AIM:
Count how many lines below contain the string "smiling", with case mattering, and give only that number.

MATERIAL SUPPLIED:
------

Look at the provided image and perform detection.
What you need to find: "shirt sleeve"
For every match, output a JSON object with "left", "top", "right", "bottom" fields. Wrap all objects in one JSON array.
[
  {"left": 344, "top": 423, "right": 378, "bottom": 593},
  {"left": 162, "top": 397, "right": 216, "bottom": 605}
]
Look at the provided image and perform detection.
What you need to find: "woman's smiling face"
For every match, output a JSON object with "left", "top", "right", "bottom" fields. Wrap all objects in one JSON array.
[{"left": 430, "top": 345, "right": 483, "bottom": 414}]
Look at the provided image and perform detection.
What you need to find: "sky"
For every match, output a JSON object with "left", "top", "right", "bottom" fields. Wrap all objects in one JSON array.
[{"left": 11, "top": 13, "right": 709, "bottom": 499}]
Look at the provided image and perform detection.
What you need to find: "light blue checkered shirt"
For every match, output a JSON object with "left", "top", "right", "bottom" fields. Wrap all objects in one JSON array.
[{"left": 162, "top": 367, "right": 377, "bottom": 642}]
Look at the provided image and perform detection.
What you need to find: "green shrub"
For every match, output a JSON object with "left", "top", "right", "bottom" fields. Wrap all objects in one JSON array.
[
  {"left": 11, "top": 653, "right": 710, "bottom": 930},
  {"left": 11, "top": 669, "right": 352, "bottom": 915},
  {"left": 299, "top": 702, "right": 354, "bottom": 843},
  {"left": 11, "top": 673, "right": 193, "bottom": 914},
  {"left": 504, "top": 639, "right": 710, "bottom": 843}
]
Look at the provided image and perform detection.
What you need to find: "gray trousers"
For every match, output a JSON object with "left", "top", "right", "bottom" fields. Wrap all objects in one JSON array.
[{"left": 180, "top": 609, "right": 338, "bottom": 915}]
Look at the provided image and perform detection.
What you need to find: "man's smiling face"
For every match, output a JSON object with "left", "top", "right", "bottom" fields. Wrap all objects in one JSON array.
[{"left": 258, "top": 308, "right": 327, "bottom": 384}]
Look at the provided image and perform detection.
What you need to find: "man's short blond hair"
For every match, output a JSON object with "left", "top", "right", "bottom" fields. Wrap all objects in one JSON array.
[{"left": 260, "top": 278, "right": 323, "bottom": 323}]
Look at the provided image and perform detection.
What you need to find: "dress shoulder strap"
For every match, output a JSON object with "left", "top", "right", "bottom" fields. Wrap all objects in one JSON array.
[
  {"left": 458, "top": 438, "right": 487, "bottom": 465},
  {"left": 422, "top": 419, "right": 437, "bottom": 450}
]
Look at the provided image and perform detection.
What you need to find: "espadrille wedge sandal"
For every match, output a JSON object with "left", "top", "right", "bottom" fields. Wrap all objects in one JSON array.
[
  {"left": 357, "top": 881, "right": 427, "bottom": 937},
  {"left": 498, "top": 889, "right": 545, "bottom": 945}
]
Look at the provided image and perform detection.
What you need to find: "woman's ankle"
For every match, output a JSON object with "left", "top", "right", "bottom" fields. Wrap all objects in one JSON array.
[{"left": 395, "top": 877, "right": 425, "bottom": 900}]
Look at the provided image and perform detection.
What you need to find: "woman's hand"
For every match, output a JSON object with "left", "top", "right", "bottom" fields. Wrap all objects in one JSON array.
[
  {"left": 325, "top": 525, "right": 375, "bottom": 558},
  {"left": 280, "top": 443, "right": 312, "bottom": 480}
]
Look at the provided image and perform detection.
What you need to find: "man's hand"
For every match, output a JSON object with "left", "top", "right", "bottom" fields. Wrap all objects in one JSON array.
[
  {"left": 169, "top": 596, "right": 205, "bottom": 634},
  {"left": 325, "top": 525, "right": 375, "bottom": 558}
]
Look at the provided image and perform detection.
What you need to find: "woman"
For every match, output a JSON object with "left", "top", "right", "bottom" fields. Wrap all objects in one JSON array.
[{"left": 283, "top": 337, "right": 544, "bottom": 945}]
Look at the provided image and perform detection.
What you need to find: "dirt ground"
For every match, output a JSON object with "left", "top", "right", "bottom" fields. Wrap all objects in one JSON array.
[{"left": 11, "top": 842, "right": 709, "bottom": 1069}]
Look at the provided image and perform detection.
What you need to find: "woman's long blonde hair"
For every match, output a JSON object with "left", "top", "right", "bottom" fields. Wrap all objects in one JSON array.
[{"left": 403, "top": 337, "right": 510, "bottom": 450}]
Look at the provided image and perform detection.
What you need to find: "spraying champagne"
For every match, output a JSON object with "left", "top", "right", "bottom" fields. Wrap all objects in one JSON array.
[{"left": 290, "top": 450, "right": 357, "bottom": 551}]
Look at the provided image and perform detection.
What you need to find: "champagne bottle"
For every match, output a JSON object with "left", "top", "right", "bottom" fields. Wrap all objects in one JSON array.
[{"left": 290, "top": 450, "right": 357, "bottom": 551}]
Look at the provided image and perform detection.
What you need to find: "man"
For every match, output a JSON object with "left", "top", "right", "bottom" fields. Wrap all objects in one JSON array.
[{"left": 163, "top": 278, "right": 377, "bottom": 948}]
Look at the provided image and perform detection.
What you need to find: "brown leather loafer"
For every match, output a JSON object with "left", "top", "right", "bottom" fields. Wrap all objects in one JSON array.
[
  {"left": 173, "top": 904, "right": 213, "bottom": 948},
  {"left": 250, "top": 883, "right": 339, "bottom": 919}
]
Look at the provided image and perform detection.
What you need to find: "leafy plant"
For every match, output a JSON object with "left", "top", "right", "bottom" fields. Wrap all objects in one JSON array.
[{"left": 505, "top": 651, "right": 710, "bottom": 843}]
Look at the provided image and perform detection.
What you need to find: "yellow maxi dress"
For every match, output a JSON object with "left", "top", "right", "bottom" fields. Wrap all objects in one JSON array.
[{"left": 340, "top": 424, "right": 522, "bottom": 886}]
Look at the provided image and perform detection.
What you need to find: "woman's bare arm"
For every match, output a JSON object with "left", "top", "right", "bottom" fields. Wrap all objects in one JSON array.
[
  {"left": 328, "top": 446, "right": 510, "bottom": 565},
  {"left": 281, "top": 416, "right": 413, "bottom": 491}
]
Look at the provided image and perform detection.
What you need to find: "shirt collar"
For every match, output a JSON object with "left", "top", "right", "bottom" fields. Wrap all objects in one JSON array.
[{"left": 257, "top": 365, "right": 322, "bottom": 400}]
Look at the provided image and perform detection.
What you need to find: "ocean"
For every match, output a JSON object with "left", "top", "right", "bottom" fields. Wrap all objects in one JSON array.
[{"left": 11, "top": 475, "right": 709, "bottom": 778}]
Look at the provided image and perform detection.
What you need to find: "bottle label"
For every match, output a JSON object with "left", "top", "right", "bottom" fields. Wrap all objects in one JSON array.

------

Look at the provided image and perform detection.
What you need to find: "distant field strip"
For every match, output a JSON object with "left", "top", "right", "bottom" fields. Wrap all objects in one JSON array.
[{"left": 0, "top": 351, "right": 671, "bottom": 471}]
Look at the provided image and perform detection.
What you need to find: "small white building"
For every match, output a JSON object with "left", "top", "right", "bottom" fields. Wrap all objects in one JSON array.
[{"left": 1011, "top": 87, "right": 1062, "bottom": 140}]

------

RESPONSE TO THE EXERCISE:
2